Višegrad, hier et aujourd’hui
Lors de notre premier road trip en Bosnie-Herzégovine, j’avais emporté dans mes bagages un roman essentiel pour la compréhension de cette région et dont l’action se déroule sur plusieurs siècles au même endroit : Le Pont sur la Drina d’Ivo Andrić. Le « Pont sur la Drina » c’est le pont Mehmed Paša Sokolović à Višegrad. Comme le met parfaitement en évidence Andrić dans son roman, celui-ci est le témoin des siècles, des petites histoires comme de la Grande qui a profondément marqué et tourmenté ce pays. Il est avant tout un personnage majestueux, élégant, immuable. En lisant cette grande fresque historique, j’ai commencé à comprendre les conflits et les tensions et puis, j’ai eu envie d’aller marcher sur ce pont, de m’y asseoir, de regarder les gens vaqués à leurs occupations, d’observer la vie et d’imaginer le passé. Je n’avais pas eu l’occasion d’y aller en 2014. J’ai profité de notre long séjour à Sarajevo pour me rendre à Višegrad, comme un pèlerinage vers un lieu chargé d’émotions et rendu célèbre par un grand écrivain. Et je ne m’attendais pas du tout à ce que cette rencontre a suscité en moi. Regards sur Višegrad d’aujourd’hui à hier.

SÉRIE D’EXERCICES:
1. Répondez brièvement aux questions suivantes sur le texte consacré à Višegrad.
(a) Quel roman est mentionné comme emporté lors du premier road trip en Bosnie-Herzégovine ?
(b) Quel est le nom du pont appelé « Pont sur la Drina » ?
(c) Pendant quel séjour le déplacement à Višegrad a-t-il finalement eu lieu ?
2. Poursuivez le texte consacré à Višegrad à partir de sa dernière phrase.

DONNÉES FOURNIES:
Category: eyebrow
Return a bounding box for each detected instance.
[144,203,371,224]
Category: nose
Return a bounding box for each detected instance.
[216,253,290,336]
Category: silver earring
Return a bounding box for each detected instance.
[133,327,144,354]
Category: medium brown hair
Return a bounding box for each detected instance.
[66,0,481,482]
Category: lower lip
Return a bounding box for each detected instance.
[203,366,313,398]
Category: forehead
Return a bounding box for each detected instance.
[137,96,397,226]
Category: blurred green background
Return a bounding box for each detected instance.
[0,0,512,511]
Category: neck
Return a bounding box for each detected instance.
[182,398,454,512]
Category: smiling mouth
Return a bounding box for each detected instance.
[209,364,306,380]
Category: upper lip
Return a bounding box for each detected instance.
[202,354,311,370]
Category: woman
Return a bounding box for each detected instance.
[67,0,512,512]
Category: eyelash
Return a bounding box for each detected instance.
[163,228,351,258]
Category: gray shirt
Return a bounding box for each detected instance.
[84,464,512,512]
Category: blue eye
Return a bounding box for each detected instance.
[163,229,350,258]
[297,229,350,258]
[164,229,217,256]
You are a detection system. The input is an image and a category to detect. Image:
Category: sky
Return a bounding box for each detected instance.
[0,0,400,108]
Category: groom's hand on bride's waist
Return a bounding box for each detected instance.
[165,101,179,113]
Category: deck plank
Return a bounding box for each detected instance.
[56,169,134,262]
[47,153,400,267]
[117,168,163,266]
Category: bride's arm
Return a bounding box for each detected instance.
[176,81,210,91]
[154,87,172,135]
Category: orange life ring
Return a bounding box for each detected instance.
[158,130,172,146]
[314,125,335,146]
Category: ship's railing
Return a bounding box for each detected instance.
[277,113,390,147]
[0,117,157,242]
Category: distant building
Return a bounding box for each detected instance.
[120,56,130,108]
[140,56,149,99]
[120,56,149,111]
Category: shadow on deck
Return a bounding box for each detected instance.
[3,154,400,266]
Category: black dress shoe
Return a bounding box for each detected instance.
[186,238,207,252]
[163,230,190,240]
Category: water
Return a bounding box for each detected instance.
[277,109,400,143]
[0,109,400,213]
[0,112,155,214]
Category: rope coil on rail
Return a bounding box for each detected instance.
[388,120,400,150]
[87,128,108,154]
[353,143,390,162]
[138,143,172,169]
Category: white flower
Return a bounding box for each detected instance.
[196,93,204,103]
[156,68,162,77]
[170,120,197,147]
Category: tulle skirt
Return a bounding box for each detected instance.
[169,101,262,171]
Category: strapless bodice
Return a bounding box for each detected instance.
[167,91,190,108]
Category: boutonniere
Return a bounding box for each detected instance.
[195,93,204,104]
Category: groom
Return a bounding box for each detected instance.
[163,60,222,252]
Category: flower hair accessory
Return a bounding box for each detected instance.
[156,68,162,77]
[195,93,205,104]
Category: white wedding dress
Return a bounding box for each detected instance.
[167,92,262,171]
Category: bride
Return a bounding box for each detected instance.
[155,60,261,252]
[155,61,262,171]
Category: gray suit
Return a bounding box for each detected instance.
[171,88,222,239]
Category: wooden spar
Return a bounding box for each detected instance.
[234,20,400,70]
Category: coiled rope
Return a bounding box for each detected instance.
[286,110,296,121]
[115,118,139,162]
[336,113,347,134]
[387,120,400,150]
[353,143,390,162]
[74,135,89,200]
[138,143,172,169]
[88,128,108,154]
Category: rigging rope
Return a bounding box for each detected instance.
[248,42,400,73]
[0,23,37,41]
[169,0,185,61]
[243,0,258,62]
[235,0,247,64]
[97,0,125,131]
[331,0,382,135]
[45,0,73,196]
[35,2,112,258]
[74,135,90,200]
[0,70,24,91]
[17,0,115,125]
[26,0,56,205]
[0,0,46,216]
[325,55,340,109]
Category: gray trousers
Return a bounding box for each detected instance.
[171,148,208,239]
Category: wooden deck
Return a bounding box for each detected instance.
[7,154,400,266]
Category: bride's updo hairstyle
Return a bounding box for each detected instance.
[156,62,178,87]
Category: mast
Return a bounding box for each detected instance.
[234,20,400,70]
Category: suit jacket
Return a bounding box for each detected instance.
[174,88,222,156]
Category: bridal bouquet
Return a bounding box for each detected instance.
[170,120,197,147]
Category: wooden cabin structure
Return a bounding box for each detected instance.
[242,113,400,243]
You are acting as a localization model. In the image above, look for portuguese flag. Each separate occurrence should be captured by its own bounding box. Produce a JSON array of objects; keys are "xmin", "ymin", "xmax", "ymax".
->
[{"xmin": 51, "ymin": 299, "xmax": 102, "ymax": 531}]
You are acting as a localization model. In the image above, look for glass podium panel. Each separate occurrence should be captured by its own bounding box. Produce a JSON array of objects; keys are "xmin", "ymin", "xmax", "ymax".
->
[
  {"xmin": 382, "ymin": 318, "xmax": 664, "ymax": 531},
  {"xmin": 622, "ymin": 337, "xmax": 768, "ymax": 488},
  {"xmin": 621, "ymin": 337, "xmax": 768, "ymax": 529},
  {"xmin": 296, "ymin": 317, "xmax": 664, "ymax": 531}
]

RÉSULTATS DES EXERCICES:
1.
(a) Le Pont sur la Drina d’Ivo Andrić.
(b) Le pont Mehmed Paša Sokolović, à Višegrad.
(c) Pendant le long séjour à Sarajevo.

2.
Višegrad aujourd’hui
Il y a la ville telle qu’on l’imaginait, telle qu’on se l’était représentée au travers d’un roman publié en 1945. Il y a le pont rêvé et maintes fois vu en photo. Et puis, il y a la ville telle qu’elle est maintenant, le pont tel qu’il nous apparaît au loin après presque deux heures de route. Une route sinueuse qui traverse de magnifiques paysages et longe en partie la Drina et ses eaux turquoise. Cette rivière indomptable et sauvage est elle aussi un personnage à part entière dans le roman d’Andrić car elle forge l’Histoire et le caractère des habitants. Elle est en quelque sorte le miroir des événements. Dès que je la vois, un grand sourire s’installe sur mon visage et je pars dans de longues rêveries. Mais la route me rappelle à l’ordre. Je dois rester concentrée car, même si le trajet est agréable, conduire sur cette route est assez éprouvant. En effet, comme vous le savez, la Bosnie-Herzégovine est un pays fait de montagnes, de forêts et de rivières qui coulent dans les vallées encaissées. La route suit les méandres des rivières, grimpe les montagnes et, quelque fois, les traverse. Et donc, le trajet est parsemé de nombreux tunnels, plus ou moins longs, non éclairés dans lesquels on entre totalement aveuglé en priant de ne pas croiser un camion ni même une voiture.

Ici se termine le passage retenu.